### WHAT IS EXPECTED
Say how many lines in the data below contain the word "green", and give no other text.

[Referring expression data]
——————————

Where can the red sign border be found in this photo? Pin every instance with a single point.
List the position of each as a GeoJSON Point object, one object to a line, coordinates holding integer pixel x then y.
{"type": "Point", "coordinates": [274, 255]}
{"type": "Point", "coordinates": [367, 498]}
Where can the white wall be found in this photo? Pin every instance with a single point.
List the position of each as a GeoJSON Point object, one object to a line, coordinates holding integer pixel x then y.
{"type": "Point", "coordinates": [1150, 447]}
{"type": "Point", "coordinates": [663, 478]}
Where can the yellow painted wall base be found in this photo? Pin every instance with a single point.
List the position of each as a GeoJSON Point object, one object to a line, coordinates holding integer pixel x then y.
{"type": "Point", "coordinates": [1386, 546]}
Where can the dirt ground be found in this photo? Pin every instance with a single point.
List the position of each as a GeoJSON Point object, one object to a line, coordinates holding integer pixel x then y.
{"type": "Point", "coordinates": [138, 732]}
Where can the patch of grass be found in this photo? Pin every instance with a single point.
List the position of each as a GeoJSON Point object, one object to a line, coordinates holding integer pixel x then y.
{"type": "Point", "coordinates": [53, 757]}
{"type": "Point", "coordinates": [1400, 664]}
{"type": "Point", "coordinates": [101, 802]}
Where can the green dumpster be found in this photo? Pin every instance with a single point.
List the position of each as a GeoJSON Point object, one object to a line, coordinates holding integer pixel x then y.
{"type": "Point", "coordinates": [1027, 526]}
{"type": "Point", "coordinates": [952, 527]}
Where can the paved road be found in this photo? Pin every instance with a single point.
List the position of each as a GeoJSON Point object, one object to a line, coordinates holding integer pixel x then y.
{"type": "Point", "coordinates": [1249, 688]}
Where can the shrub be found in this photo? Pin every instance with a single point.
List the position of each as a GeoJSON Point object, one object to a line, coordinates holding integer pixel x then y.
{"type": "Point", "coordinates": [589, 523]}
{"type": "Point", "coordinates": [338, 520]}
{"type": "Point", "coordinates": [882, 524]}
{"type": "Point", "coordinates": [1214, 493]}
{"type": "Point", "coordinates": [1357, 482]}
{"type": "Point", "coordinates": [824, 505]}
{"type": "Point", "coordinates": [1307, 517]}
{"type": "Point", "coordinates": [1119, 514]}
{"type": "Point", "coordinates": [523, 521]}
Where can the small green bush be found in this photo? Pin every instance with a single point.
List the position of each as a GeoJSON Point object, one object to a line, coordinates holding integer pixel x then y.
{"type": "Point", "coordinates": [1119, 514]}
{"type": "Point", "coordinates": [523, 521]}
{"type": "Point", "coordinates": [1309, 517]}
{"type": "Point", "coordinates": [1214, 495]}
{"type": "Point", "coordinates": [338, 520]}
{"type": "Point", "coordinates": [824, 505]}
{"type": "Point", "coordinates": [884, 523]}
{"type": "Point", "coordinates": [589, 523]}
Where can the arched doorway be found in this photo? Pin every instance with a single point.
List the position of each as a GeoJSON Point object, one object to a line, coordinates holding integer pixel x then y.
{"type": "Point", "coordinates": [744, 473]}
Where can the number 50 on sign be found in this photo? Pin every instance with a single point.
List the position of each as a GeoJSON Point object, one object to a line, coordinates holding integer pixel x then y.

——————————

### SOLUTION
2